**Your instructions**
Where the records below show the word "bamboo" in a line, please copy that line.

**Task material**
§

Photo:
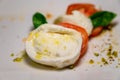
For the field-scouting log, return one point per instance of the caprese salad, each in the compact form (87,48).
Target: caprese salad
(62,43)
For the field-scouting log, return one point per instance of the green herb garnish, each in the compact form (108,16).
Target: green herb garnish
(38,19)
(102,18)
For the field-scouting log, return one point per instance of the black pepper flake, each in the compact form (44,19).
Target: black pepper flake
(115,54)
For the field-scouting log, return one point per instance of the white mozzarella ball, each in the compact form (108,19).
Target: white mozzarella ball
(54,45)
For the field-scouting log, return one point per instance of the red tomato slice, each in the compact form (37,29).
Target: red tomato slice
(84,37)
(86,8)
(96,31)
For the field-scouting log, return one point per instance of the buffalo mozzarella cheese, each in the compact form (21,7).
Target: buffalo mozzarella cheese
(77,18)
(54,45)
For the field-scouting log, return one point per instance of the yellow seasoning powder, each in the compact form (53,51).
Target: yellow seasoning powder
(91,61)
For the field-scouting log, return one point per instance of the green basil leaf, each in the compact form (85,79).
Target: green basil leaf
(38,19)
(102,18)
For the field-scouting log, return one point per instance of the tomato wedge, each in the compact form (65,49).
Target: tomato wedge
(84,37)
(86,8)
(96,31)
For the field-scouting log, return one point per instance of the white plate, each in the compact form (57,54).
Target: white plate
(16,23)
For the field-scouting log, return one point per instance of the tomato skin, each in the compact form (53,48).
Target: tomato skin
(96,31)
(83,33)
(86,8)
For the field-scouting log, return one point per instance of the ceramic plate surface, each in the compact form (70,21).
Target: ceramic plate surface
(16,24)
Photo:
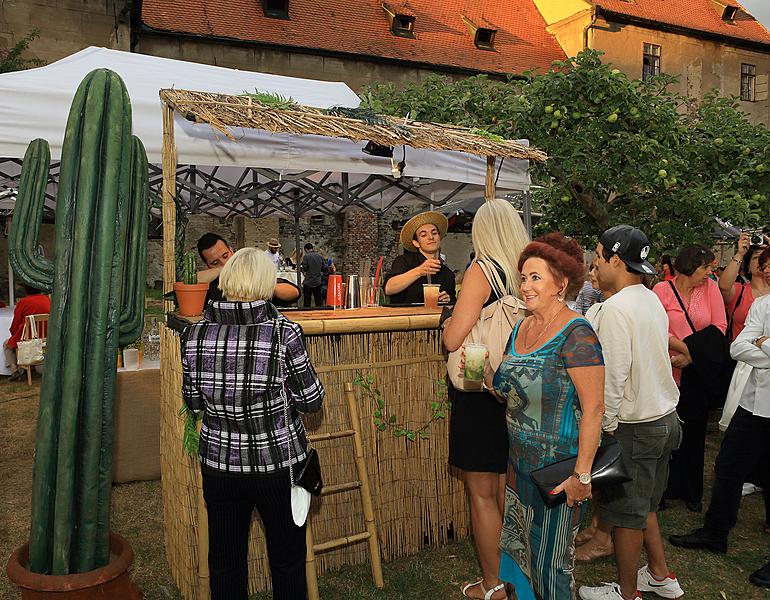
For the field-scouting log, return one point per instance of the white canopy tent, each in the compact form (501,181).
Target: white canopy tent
(35,104)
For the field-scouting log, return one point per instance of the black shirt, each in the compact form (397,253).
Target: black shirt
(215,293)
(413,294)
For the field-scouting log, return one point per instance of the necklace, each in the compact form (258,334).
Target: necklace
(537,339)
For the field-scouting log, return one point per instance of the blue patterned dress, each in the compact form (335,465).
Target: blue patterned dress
(543,415)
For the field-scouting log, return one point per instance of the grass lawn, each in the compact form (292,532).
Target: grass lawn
(433,573)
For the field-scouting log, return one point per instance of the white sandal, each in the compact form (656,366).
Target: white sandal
(468,586)
(491,591)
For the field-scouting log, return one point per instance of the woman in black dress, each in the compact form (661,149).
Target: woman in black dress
(478,438)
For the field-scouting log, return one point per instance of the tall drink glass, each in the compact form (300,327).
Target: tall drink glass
(475,356)
(430,294)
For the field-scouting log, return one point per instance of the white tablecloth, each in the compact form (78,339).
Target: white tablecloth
(6,318)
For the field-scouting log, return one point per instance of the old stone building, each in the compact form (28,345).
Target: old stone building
(706,44)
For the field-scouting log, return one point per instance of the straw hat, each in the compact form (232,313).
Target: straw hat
(417,221)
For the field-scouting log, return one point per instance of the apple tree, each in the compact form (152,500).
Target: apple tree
(620,150)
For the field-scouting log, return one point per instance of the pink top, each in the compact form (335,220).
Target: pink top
(739,320)
(706,307)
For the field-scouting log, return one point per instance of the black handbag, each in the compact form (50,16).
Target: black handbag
(309,476)
(608,470)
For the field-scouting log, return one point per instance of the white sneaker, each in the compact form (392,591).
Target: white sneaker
(668,588)
(606,591)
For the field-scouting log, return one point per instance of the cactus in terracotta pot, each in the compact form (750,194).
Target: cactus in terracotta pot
(97,280)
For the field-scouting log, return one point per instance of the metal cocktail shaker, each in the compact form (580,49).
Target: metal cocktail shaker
(353,292)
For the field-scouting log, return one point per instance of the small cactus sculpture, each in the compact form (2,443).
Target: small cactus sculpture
(97,283)
(190,269)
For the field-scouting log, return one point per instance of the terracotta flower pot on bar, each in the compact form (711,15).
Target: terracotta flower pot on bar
(191,297)
(110,581)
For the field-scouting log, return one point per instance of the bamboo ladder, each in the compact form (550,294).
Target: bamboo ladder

§

**Your solution**
For the field-scouting log, return one point per instance of the bamboo ladder, each in the compact form (550,294).
Target: bamboo ladder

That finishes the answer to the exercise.